[Saved entries]

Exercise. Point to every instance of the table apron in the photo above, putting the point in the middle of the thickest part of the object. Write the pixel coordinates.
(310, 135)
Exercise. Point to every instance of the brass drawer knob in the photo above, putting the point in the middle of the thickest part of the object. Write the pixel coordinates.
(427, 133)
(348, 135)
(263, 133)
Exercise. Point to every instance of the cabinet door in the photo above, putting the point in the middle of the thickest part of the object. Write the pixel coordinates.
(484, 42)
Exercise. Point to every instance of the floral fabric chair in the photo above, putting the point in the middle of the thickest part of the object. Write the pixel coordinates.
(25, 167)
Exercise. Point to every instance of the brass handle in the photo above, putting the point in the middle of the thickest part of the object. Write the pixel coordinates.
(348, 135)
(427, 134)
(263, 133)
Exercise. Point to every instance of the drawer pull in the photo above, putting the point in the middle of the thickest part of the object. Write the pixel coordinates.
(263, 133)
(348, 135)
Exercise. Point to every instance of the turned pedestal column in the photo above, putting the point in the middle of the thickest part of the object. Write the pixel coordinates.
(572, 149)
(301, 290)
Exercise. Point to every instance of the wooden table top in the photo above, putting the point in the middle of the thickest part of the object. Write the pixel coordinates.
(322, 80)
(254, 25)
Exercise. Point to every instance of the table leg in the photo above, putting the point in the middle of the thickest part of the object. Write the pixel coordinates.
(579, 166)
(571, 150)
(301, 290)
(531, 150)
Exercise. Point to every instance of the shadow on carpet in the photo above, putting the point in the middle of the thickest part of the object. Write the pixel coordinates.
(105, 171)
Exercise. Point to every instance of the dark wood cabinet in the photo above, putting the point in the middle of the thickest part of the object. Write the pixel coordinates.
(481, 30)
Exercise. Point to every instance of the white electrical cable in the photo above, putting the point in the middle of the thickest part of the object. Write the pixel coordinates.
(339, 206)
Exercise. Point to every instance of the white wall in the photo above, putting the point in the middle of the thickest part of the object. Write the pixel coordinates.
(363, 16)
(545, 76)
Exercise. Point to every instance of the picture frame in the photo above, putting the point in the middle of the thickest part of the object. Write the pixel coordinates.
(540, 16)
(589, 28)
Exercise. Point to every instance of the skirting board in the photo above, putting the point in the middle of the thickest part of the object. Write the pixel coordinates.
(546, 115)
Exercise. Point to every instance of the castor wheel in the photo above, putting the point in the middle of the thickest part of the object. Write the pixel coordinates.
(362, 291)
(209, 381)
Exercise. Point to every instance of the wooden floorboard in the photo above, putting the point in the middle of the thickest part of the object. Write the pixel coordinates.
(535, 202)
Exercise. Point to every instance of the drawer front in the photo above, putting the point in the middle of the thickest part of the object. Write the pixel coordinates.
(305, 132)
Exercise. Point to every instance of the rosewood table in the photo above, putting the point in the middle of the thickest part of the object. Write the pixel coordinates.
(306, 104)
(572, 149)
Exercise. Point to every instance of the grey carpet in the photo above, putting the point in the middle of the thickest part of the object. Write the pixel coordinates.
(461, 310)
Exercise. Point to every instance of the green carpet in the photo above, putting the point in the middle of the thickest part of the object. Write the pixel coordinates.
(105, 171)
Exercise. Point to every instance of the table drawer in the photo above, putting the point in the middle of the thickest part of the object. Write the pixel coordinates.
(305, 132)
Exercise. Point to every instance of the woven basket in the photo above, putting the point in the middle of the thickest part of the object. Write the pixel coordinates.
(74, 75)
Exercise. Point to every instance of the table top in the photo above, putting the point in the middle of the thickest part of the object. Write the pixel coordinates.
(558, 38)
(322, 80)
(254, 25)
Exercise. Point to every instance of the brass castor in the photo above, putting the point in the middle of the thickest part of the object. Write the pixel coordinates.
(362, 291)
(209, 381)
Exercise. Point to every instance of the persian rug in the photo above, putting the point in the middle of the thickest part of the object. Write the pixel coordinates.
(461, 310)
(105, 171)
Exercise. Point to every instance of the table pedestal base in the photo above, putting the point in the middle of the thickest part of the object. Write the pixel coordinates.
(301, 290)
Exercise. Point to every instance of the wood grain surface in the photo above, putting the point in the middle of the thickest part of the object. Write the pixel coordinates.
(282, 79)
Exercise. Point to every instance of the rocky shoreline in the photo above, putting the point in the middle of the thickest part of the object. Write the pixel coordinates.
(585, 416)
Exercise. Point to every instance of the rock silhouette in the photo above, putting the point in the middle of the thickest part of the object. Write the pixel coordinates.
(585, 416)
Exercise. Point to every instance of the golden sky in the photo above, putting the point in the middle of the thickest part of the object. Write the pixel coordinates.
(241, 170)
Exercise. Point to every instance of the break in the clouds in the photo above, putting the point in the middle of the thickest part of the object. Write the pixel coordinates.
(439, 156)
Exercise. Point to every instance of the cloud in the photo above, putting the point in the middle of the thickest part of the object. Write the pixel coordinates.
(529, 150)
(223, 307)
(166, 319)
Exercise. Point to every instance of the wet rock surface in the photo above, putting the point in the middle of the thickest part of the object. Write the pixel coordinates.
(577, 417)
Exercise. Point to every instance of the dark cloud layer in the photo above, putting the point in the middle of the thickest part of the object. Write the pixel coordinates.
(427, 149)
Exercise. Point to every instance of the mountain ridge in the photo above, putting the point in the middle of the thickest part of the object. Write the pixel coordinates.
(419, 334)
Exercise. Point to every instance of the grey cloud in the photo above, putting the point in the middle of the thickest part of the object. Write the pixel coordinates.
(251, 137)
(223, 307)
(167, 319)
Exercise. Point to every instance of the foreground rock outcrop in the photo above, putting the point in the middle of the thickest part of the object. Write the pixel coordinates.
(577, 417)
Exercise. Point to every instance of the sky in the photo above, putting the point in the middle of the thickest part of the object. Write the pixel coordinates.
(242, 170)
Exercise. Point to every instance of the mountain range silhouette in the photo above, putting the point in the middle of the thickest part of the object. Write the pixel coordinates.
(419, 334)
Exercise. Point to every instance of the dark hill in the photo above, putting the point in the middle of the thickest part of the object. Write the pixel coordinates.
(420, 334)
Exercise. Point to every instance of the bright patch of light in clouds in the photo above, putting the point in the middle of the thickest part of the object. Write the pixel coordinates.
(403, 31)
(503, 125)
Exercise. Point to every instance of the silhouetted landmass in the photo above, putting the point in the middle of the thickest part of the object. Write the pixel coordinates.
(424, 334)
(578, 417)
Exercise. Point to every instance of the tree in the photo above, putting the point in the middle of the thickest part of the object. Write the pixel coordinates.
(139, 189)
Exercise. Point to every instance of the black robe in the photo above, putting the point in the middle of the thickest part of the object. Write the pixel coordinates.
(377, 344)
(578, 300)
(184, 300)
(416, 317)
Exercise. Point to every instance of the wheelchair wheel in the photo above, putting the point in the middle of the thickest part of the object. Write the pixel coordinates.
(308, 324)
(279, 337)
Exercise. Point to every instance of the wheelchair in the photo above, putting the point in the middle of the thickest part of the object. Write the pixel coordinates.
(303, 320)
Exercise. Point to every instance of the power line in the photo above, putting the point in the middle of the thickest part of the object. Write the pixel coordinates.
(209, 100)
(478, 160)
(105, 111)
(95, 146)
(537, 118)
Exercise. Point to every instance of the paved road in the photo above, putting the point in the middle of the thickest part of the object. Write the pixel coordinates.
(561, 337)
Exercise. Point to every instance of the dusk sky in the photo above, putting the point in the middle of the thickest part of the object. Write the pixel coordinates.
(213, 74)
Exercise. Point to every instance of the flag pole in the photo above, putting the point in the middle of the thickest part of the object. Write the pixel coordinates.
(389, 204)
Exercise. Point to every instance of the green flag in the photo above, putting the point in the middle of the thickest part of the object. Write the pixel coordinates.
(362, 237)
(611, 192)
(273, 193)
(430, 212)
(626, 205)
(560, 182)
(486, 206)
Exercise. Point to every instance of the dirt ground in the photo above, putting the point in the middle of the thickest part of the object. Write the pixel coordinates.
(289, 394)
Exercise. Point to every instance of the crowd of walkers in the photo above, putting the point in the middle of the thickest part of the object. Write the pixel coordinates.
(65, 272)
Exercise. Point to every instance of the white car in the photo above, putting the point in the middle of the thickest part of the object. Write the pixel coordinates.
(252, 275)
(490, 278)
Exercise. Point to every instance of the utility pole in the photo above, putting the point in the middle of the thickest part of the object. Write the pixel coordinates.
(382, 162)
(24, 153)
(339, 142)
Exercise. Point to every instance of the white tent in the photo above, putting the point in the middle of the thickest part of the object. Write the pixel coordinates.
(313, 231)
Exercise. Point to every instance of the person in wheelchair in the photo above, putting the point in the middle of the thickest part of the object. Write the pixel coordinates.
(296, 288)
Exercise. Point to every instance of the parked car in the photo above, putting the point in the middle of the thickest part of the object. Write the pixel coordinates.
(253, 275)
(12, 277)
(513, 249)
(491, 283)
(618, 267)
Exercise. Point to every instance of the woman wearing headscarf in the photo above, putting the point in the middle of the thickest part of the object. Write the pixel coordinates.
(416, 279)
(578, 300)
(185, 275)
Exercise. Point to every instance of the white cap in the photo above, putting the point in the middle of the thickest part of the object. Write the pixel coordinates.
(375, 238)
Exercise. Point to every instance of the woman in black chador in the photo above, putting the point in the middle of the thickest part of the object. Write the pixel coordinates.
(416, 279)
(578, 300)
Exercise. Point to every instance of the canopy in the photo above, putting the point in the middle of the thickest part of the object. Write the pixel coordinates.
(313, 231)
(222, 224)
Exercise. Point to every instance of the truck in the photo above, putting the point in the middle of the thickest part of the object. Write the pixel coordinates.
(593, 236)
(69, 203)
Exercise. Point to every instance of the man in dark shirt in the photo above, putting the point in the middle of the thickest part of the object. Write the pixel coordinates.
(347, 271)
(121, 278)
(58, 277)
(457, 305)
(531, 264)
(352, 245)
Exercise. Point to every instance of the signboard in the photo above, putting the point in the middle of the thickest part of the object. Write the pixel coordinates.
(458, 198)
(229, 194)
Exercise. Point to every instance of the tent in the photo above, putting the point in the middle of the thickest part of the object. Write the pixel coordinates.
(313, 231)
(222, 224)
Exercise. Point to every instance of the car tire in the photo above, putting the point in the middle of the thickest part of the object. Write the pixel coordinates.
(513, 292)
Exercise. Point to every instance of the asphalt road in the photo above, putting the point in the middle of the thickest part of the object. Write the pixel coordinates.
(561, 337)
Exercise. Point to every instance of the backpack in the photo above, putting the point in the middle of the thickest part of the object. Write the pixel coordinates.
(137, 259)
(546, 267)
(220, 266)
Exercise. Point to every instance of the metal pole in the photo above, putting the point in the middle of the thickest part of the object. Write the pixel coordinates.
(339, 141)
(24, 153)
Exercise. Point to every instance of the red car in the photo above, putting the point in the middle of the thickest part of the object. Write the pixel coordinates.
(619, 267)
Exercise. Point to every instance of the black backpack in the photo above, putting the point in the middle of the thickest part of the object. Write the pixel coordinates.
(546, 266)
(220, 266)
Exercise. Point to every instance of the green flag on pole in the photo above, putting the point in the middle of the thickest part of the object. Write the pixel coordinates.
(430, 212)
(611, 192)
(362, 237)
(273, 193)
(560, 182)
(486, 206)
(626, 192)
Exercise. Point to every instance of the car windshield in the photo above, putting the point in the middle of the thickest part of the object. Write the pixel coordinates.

### Directions
Reproduce verbatim the stretch of lines beginning with the one containing "Exercise. Point to every instance of the asphalt" and ending at the close of the entries above.

### Response to this task
Exercise. Point to every instance of the asphalt road in the photo above, putting the point in the middle of the thickest part of the object. Write the pixel coordinates.
(561, 337)
Exercise. Point to every instance of the backpack in the photo above, putting the point in the middle of the thickest part of the object. Write the pixel coordinates.
(137, 259)
(546, 267)
(220, 266)
Exercise. Point to every instance of the metal pole in the photo above, putting the point in the middle of the thickest part of the object. Write the pixel coordinates.
(339, 141)
(24, 153)
Exercise. Point to every instance of the red car in the photo above, putting the point in the middle of the thickest part of the object. Write the pixel coordinates.
(619, 267)
Exercise. Point to every instance of the black backpack in the photo above, putting the point in the middle of the thickest part of the object. Write the pixel coordinates.
(546, 266)
(220, 266)
Exercise. Point to every instance of the green flag on pole in the photo above, putting the point in the middle of the thickest part of the object. Write the pixel coordinates.
(430, 212)
(611, 192)
(362, 237)
(273, 193)
(560, 182)
(486, 206)
(626, 192)
Exercise. Point to every instance of the car windshield in the photo above, putting the point in the middle of the thickest part of the object. Write the pixel coordinates.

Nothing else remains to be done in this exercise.